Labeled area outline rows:
- - - -

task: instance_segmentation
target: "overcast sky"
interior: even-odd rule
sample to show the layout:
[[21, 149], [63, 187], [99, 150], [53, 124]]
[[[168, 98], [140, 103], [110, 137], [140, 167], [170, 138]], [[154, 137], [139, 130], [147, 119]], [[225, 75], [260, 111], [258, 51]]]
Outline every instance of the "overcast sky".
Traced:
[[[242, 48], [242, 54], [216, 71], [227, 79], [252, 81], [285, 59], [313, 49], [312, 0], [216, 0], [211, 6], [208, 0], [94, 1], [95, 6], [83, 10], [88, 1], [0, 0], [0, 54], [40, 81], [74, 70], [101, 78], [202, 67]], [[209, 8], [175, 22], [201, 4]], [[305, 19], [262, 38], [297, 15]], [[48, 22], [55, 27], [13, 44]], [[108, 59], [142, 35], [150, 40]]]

- - - -

→ Exercise task:
Could you repeat every one of these rows verbatim?

→ Solved problem:
task: instance_segmentation
target: "overcast sky"
interior: even-odd rule
sample to show the layout:
[[21, 149], [63, 187], [99, 150], [53, 124]]
[[[168, 98], [140, 103], [110, 137], [140, 167], [170, 138]], [[154, 137], [139, 130], [147, 119]], [[225, 75], [260, 111], [258, 51]]]
Outline every instance of the "overcast sky".
Traced:
[[[242, 48], [242, 54], [216, 71], [227, 79], [252, 81], [285, 59], [313, 49], [312, 0], [216, 0], [211, 6], [208, 0], [94, 1], [95, 6], [83, 10], [88, 1], [0, 0], [0, 54], [40, 81], [74, 70], [101, 78], [202, 67]], [[209, 8], [175, 22], [201, 4]], [[305, 19], [262, 38], [297, 15]], [[48, 22], [55, 27], [13, 44]], [[108, 59], [142, 35], [150, 40]]]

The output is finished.